_Text_.
--------------------------------

Over here at the Jerusalem Center, we celebrate the Sabbath on Saturday instead of Sunday, so we had church services Saturday morning. It was definitely the prettiest sacrament meeting I have ever been to. Church is held in the Jerusalem Center Auditorium, which is absolutely amazing. The audience looks out on a wall of windows overlooking the old city. Taking the sacrament is a whole new experience when you can actually see where Christ suffered for your sins. The auditorium also has an amazing organ, and Brother Whipple-a master organist here at the center-accompanies every week
the organ at the center
After church the roommates and I were visited by the relief society presidency, wrote in our journals, and of course took the official sunday/now saturday afternoon nap.
first sabbath with the roommates
After dinner, I went out with Melissa, Jake, Scott, and Katie to Orson Hyde Garden. On our way there we ran into another group of adorable local kids and played with them for awhile. They little girls were so stinkin cute! I taught them hand clapping games, they tried to teach me how to say their names (lots of giggles resulted) and played marbles with them. When it was finally time to leave they all gave us hugs and kisses on the cheek, and ran after us waving. (pictures of this to follow)
The Orson Hyde Garden is the place where the land of Jerusalem was dedicated by Orson Hyde. The church spend about a million dollars to create it as a memorial, and also as a way to help build our local relations by beautifying the city. They did an amazing job, because the garden really is beautiful. We brought our scriptures and studied there for awhile. We also prided ourselves by finding the EXACT spot where the picture of the garden found in our bibles was taken and took our own picture.

--------------------------------

_Supplied information_.
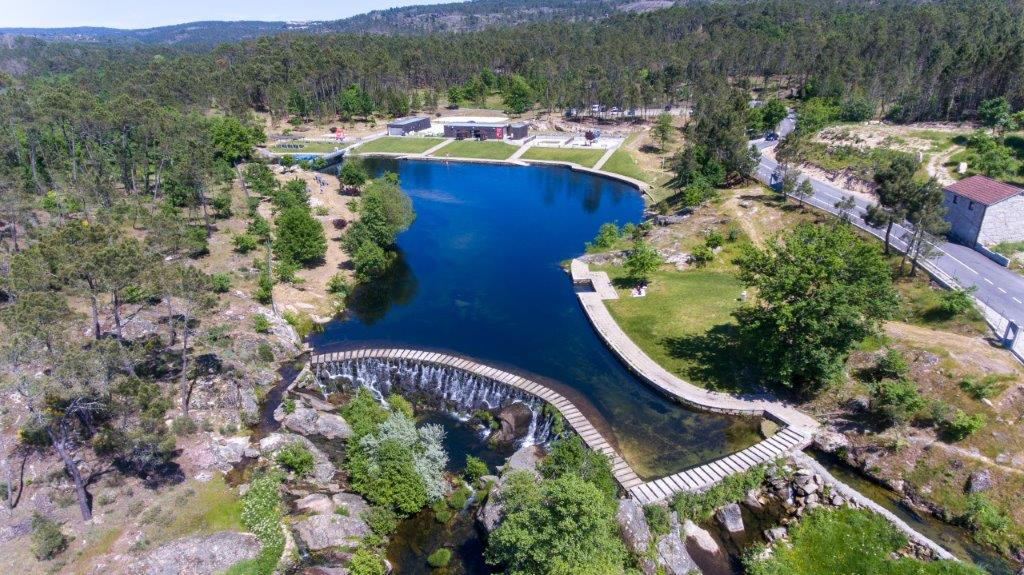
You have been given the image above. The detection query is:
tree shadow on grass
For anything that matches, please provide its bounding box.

--------------------------------

_Task requirements_.
1. Translate this sentence from the Jerusalem Center text into Spanish: "The audience looks out on a wall of windows overlooking the old city."
2. In the Jerusalem Center text, switch "journals" to "diaries" and write out the passage from "Over here at" up to and including "saturday afternoon nap.".

_Responses per task_.
1. El público mira hacia una pared de ventanas que dan a la ciudad antigua.

2.
Over here at the Jerusalem Center, we celebrate the Sabbath on Saturday instead of Sunday, so we had church services Saturday morning. It was definitely the prettiest sacrament meeting I have ever been to. Church is held in the Jerusalem Center Auditorium, which is absolutely amazing. The audience looks out on a wall of windows overlooking the old city. Taking the sacrament is a whole new experience when you can actually see where Christ suffered for your sins. The auditorium also has an amazing organ, and Brother Whipple-a master organist here at the center-accompanies every week
the organ at the center
After church the roommates and I were visited by the relief society presidency, wrote in our diaries, and of course took the official sunday/now saturday afternoon nap.